◆ YOUR GOAL:
All entries below are to be retyped in full, precisely as they appear.

[DATA EXTRACTS Boundary: Start]

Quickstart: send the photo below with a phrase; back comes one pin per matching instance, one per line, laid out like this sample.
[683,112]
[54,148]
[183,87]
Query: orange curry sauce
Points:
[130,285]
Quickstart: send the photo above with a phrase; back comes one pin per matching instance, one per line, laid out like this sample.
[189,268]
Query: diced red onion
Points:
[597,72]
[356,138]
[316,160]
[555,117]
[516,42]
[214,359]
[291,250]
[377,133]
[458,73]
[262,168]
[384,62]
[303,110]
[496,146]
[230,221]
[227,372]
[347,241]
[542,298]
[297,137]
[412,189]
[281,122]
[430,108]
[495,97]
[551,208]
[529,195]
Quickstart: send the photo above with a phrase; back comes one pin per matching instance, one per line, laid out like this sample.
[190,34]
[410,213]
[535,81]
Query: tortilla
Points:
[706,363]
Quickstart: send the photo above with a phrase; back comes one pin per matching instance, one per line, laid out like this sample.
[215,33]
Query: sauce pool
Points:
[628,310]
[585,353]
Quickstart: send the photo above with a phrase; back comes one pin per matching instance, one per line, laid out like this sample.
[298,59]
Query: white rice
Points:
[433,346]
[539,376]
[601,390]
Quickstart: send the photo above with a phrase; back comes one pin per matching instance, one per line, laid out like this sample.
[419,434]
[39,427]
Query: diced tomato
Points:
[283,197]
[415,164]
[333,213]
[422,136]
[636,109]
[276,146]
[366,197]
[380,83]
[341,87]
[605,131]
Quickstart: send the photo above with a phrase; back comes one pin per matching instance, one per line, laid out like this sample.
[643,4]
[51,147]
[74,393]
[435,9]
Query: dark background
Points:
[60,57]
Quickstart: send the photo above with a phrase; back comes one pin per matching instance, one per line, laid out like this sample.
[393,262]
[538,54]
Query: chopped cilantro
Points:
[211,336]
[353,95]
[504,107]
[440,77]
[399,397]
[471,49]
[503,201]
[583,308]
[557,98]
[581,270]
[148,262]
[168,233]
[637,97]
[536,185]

[DATA EXTRACTS Boundary: End]

◆ RESPONSE TO THIS EXERCISE:
Quickstart: send the photo below with a phrase; back comes one pin per matching instance, one per line, laid out like this sample.
[683,112]
[54,148]
[183,87]
Query: orange curry sauce
Points:
[130,285]
Quickstart: send the photo above with a phrase; back comes one pin per matching instance, one per line, laid out like this sample.
[189,268]
Query: diced red onion
Points:
[597,72]
[356,138]
[316,160]
[555,117]
[516,42]
[214,359]
[291,250]
[377,133]
[458,73]
[262,168]
[384,62]
[303,110]
[496,146]
[230,221]
[227,372]
[347,241]
[542,298]
[297,137]
[412,189]
[281,122]
[430,108]
[495,97]
[551,208]
[529,195]
Quickstart: send the photo above with a phrase; back comes one pin per matching instance, one per line, laid out like this sample.
[190,34]
[410,213]
[535,81]
Query: tortilla
Points:
[706,363]
Quickstart: send the photo above with a phrase; back comes one pin per matching instance, one per line, laid out like this sample.
[215,33]
Query: sauce pool
Points:
[628,310]
[585,353]
Quickstart: send the photo above with a phrase; back comes one pin per matching instance, one per line, laid out like this sample.
[298,59]
Query: white rice
Points:
[433,346]
[539,376]
[601,390]
Quickstart: send the photo above with a phrase; back comes one pin per matching instance, one per line, laid out like this sample.
[419,434]
[39,427]
Query: diced tomato
Points:
[283,197]
[415,164]
[333,213]
[422,136]
[636,109]
[276,146]
[366,197]
[380,83]
[341,87]
[605,131]
Quickstart: send the photo above with a phrase; back comes one pin per matching instance, one per line, laid out like this sample.
[643,4]
[51,147]
[74,393]
[435,9]
Query: dark background
Points:
[60,57]
Quickstart: send the photo above with a phrase; back comes one pin per matching instance, one per line, laid out like this sample.
[393,262]
[538,54]
Query: chopped cilantro
Points:
[211,336]
[353,95]
[504,107]
[440,77]
[399,397]
[471,49]
[503,201]
[583,308]
[557,98]
[581,270]
[148,262]
[168,233]
[637,97]
[536,185]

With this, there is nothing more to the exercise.